_WHAT YOU ARE ASKED TO DO_
Copy out the passage below on bias and weight gradients in full, keeping every character and line of its LaTeX unchanged.

_EXCERPTED TEXT_
————
Concise implementation for bias and weight gradient using outer product:
$$ 
W^{L-1} =
(
(W^L)^T
\begin{bmatrix}
(y_0 - a_0^L) { \partial a_0^L \over \partial z_0^L } \\
(y_1 - a_1^L) { \partial a_1^L \over \partial z_1^L }
\end{bmatrix}
)
{\partial a_0^{L-1} \over \partial z_0^{L-1} }
\otimes
\begin{bmatrix}
a_0^{L-2} \\
a_1^{L-2}
\end{bmatrix}^T $$

$$ 
b^{L-1} =
(
(W^L)^T
\begin{bmatrix}
(y_0 - a_0^L) { \partial a_0^L \over \partial z_0^L } \\
(y_1 - a_1^L) { \partial a_1^L \over \partial z_1^L }
\end{bmatrix}
)
————
_RECORD LIST_
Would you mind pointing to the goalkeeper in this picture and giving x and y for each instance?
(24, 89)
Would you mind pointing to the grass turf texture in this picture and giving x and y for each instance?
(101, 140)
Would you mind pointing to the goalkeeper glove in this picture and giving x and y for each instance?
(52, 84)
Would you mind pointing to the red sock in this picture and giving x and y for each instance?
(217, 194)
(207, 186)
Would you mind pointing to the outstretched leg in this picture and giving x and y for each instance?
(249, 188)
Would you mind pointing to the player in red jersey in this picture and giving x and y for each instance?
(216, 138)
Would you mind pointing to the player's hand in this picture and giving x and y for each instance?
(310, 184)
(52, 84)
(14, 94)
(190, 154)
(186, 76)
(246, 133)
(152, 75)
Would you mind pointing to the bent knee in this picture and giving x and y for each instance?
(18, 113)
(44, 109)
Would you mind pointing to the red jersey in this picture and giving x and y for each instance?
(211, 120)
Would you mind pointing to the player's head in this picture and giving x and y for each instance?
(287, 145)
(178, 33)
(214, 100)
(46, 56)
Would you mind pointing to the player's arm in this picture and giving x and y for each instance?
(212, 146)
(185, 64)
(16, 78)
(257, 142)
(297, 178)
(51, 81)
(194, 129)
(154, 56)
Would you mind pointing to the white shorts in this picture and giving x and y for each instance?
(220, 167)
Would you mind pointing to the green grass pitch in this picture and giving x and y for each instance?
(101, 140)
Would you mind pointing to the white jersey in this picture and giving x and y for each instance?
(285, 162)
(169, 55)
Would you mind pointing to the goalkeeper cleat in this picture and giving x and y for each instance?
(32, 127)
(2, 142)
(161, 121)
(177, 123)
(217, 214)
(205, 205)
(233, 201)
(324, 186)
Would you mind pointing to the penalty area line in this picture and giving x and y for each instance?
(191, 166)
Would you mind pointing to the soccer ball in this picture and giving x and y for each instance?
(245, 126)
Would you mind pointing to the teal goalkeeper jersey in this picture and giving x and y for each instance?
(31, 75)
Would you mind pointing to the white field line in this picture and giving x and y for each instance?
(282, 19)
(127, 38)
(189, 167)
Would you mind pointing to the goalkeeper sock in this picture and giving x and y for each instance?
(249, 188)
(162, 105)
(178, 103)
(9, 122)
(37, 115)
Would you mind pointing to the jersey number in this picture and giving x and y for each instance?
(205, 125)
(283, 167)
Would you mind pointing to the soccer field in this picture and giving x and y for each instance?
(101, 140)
————
_TASK RESULT_
Concise implementation for bias and weight gradient using outer product:
$$ 
W^{L-1} =
(
(W^L)^T
\begin{bmatrix}
(y_0 - a_0^L) { \partial a_0^L \over \partial z_0^L } \\
(y_1 - a_1^L) { \partial a_1^L \over \partial z_1^L }
\end{bmatrix}
)
{\partial a_0^{L-1} \over \partial z_0^{L-1} }
\otimes
\begin{bmatrix}
a_0^{L-2} \\
a_1^{L-2}
\end{bmatrix}^T $$

$$ 
b^{L-1} =
(
(W^L)^T
\begin{bmatrix}
(y_0 - a_0^L) { \partial a_0^L \over \partial z_0^L } \\
(y_1 - a_1^L) { \partial a_1^L \over \partial z_1^L }
\end{bmatrix}
)